--- Begin ---
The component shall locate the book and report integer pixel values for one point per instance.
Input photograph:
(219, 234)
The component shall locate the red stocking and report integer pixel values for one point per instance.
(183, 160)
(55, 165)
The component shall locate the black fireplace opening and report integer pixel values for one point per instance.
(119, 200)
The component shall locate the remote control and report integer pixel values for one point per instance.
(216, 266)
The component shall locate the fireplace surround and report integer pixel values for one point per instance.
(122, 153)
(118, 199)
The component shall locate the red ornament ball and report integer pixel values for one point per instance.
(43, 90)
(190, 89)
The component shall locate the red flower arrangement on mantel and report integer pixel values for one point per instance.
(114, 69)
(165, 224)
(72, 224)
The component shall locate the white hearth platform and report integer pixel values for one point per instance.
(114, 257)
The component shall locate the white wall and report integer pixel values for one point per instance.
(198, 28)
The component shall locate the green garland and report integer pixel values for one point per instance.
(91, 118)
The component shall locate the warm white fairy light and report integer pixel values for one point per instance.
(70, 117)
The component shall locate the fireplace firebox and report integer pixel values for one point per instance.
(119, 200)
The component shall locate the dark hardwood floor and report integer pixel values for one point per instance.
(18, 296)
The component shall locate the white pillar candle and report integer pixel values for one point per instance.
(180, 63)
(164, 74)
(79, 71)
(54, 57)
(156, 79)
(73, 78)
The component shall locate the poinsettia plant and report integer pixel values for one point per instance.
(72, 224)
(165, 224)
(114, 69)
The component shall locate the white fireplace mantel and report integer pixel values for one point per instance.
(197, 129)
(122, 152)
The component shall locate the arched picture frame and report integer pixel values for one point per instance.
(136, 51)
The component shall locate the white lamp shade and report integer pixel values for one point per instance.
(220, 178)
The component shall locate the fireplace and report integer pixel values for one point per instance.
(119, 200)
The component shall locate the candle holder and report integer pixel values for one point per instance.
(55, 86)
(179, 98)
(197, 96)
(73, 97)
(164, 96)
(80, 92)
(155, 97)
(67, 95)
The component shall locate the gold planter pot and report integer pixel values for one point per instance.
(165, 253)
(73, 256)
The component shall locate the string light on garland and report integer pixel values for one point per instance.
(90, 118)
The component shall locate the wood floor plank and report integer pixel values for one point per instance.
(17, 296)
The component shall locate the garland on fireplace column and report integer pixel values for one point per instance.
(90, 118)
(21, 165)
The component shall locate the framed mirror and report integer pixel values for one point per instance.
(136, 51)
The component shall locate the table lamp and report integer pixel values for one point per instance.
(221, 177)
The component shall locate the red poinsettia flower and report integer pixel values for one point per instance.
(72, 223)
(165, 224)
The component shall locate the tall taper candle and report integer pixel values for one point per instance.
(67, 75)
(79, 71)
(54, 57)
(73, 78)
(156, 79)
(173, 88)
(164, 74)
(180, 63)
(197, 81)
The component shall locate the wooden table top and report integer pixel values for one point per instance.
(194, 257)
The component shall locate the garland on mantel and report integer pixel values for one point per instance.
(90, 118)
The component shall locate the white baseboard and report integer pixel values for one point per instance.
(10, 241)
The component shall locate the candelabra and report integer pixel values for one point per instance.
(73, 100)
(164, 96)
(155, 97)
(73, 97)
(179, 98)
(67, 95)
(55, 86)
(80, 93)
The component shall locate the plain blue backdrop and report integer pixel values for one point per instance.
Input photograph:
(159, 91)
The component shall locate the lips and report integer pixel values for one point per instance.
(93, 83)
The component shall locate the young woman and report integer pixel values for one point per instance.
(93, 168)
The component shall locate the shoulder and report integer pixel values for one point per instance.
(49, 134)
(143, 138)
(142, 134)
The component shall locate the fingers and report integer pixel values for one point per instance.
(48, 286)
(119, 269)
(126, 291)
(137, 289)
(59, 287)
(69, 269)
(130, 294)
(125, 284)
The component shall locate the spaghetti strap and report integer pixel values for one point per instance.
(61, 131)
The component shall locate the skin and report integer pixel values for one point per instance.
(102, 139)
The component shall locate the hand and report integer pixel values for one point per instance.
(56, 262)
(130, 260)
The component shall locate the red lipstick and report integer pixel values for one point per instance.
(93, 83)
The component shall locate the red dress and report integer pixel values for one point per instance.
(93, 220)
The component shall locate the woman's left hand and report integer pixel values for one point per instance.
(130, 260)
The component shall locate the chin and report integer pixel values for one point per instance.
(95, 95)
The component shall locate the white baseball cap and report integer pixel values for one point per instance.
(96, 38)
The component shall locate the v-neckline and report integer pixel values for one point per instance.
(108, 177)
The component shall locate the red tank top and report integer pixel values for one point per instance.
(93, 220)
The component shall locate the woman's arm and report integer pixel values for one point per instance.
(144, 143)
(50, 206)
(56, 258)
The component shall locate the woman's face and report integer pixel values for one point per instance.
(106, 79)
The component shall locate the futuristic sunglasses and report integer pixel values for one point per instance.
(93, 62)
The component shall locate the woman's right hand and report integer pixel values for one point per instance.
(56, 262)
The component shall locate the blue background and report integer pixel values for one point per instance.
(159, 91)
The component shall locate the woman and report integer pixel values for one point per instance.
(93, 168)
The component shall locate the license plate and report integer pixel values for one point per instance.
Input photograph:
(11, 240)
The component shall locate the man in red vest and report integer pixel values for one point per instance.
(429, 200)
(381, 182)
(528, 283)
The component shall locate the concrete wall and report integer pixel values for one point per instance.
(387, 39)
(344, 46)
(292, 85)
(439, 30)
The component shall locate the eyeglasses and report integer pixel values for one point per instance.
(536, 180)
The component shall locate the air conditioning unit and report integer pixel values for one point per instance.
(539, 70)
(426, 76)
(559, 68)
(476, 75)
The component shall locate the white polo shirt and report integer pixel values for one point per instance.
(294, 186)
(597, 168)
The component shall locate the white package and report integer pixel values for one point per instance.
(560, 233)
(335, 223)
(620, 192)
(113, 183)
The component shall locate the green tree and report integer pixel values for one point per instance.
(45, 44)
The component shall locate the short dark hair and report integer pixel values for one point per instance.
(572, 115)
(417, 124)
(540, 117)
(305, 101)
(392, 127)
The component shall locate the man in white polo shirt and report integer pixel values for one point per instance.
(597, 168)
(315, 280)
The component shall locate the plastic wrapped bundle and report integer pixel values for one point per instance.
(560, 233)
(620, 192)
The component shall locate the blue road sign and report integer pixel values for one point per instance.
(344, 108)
--- End ---
# [Instructions to follow]
From the records above, extract every line exactly as it stands.

# [Task answer]
The component shall locate the book and report integer pixel values for one point per instance.
Input photograph:
(219, 234)
The component shall locate the red stocking and report integer pixel values for one point per instance.
(183, 160)
(55, 165)
The component shall locate the black fireplace opening and report integer pixel values for one point per instance.
(119, 200)
The component shall locate the remote control and report integer pixel values for one point per instance.
(216, 266)
The component shall locate the fireplace surround and report integer pixel values for one point per instance.
(122, 153)
(118, 199)
The component shall locate the red ornament ball and report integer pixel values for one point per instance.
(43, 90)
(190, 89)
The component shall locate the red flower arrangement on mantel and report integer pixel values for one point per instance.
(114, 69)
(165, 224)
(72, 224)
The component shall locate the white hearth platform and report integer pixel values for one point per instance.
(114, 257)
The component shall locate the white wall and report integer pixel values for one point per instance.
(198, 28)
The component shall locate the green garland and report integer pixel values for one point per instance.
(91, 118)
The component shall locate the warm white fairy light and report integer pixel values for one point per instance.
(70, 117)
The component shall locate the fireplace firebox and report integer pixel values for one point per instance.
(119, 200)
The component shall locate the dark hardwood floor and report integer pixel values for one point per instance.
(18, 296)
The component shall locate the white pillar candle and report integer pixel values for one point per instance.
(180, 63)
(164, 74)
(79, 71)
(54, 57)
(156, 79)
(73, 78)
The component shall locate the poinsettia plant and report integer pixel values for one point per instance.
(72, 224)
(165, 224)
(114, 69)
The component shall locate the white fireplace mantel and report integer pixel values for one point per instance.
(197, 129)
(122, 152)
The component shall locate the arched picture frame and report integer pixel values for one point per instance.
(136, 51)
The component shall locate the white lamp shade and report integer pixel values for one point per instance.
(220, 178)
The component shall locate the fireplace and report integer pixel values for one point per instance.
(119, 200)
The component shall locate the candle holder and report integer pixel values for one point per instance.
(55, 86)
(179, 98)
(197, 96)
(73, 97)
(164, 96)
(80, 92)
(155, 97)
(67, 95)
The component shall locate the gold planter pot and report integer pixel values for one point per instance.
(165, 253)
(73, 256)
The component shall locate the string light on garland and report integer pixel values for one point per instance.
(90, 118)
The component shall locate the wood floor plank and report integer pixel values for one point per instance.
(17, 296)
The component shall locate the garland on fireplace column and report integer pixel values for one point per instance.
(90, 118)
(21, 165)
The component shall locate the framed mirror and report integer pixel values for one point per instance.
(136, 51)
The component shall locate the table lamp and report integer pixel values for one point per instance.
(221, 177)
The component shall locate the red poinsettia flower and report integer pixel values for one point per instance.
(72, 223)
(165, 224)
The component shall locate the tall taper candle and report integer pixel values for one point per instance.
(67, 75)
(79, 71)
(54, 57)
(73, 78)
(156, 79)
(173, 88)
(164, 74)
(180, 63)
(197, 81)
The component shall locate the wooden table top and report integer pixel values for one point per instance.
(194, 257)
The component shall locate the garland on mantel and report integer pixel values for one point per instance.
(90, 118)
The component shall locate the white baseboard and report integer pixel values for one point per instance.
(10, 241)
The component shall locate the candelabra and report integer pixel values for one point per instance.
(73, 100)
(164, 96)
(155, 97)
(73, 97)
(179, 98)
(67, 95)
(55, 86)
(80, 93)
The component shall locate the plain blue backdrop and report integer pixel values for one point per instance.
Input photograph:
(159, 91)
The component shall locate the lips and report integer pixel values for one point per instance.
(93, 83)
The component shall locate the young woman and report integer pixel values for one point per instance.
(93, 168)
The component shall locate the shoulder and report integer pixel values for one point per instance.
(49, 134)
(143, 138)
(142, 134)
The component shall locate the fingers and report integer pixel values for one point per instance.
(48, 286)
(119, 269)
(126, 291)
(137, 289)
(59, 287)
(69, 269)
(130, 294)
(125, 284)
The component shall locate the spaghetti strap and report integer pixel values for one point per instance.
(61, 131)
The component shall locate the skin and report integer pixel values for one point per instance.
(102, 139)
The component shall locate the hand and report integer pixel values for one point per instance.
(56, 262)
(130, 260)
The component shall locate the red lipstick and report integer pixel values for one point per instance.
(93, 83)
The component shall locate the red dress and report integer pixel values for one point per instance.
(93, 220)
The component shall locate the woman's left hand and report integer pixel values for one point per instance.
(130, 260)
The component shall locate the chin and report integer pixel values for one point per instance.
(95, 95)
The component shall locate the white baseball cap and report integer pixel values for one point per instance.
(96, 38)
The component shall locate the v-neckline and report integer pixel values for one point per instance.
(108, 177)
The component shall locate the red tank top and report integer pixel values for one point per instance.
(93, 220)
The component shall locate the woman's arm and report integer pixel values for one point per instance.
(144, 143)
(50, 206)
(56, 258)
The component shall locate the woman's face and report integer pixel values for one point per instance.
(106, 79)
The component shall locate the futuristic sunglasses and report integer pixel values for one point per instance.
(93, 62)
The component shall locate the woman's right hand and report integer pixel values for one point per instance.
(56, 262)
The component shall locate the blue background and report integer pixel values for one point per instance.
(159, 91)
The component shall locate the woman and report integer pixel values for one point per instance.
(93, 168)
The component shall locate the license plate and report integer pixel values for one point per instance.
Input photograph:
(11, 240)
The component shall locate the man in red vest and report integer pixel values for one point per instance.
(429, 200)
(381, 182)
(528, 283)
The component shall locate the concrete wall and report integer pixel values for one point per instance.
(387, 39)
(344, 46)
(292, 85)
(439, 30)
The component shall locate the eyeglasses and report integer pixel values for one point per instance.
(536, 180)
The component shall locate the air conditioning unit and report integer pixel values for one point per instance.
(539, 70)
(426, 76)
(559, 68)
(476, 75)
The component shall locate the white polo shirt and report integer pixel values for one point per instance.
(294, 186)
(597, 168)
The component shall locate the white package and report integer pixel values for one point per instance.
(560, 233)
(335, 223)
(620, 192)
(113, 183)
The component shall locate the green tree and report integer pixel values for one point per instance.
(45, 44)
The component shall locate the short dark hair and report integer pixel values for one point per instance.
(572, 115)
(417, 124)
(540, 117)
(305, 101)
(392, 127)
The component shall locate the man in white polo shirt and report integer pixel values for one point per instance.
(597, 168)
(315, 280)
The component shall locate the plastic wrapped bundle and report integer pixel values for one point per instance.
(560, 233)
(620, 192)
The component shall locate the blue road sign and report integer pixel values for one point per instance.
(344, 108)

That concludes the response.